• [Given instruction]
Update the lines from the line with "Indicate the green" up to and including the line with "[(402, 200), (376, 267)]" by replacing "Query" with "Target" and keeping everything else unchanged. Omit the pictures from your answer.

Collected data:
* start *

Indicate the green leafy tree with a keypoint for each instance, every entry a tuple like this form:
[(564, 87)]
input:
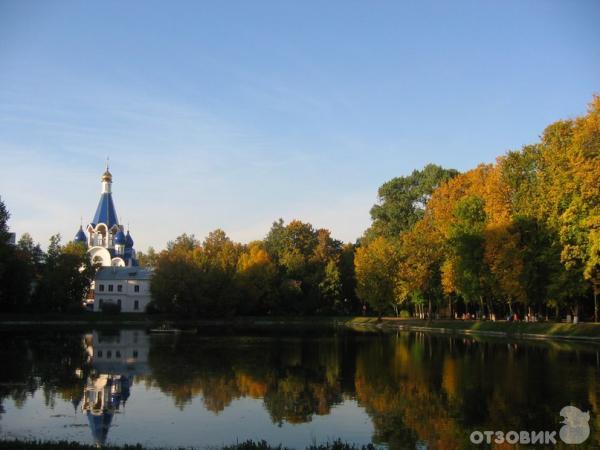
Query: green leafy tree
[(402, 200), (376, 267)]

* end *
* start *

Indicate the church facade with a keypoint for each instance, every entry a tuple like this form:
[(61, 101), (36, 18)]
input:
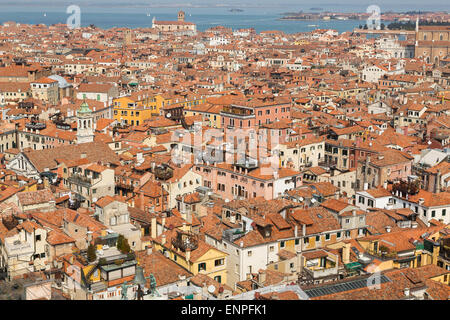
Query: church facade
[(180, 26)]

* end *
* start *

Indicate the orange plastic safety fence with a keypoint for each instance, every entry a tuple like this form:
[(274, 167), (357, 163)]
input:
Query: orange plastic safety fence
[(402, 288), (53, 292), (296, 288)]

* end *

• [Task response]
Indicate the green leafy tree with a keypoint for each instance, every entry a tuple like this form:
[(564, 87)]
input:
Target: green leafy tree
[(402, 200), (376, 267)]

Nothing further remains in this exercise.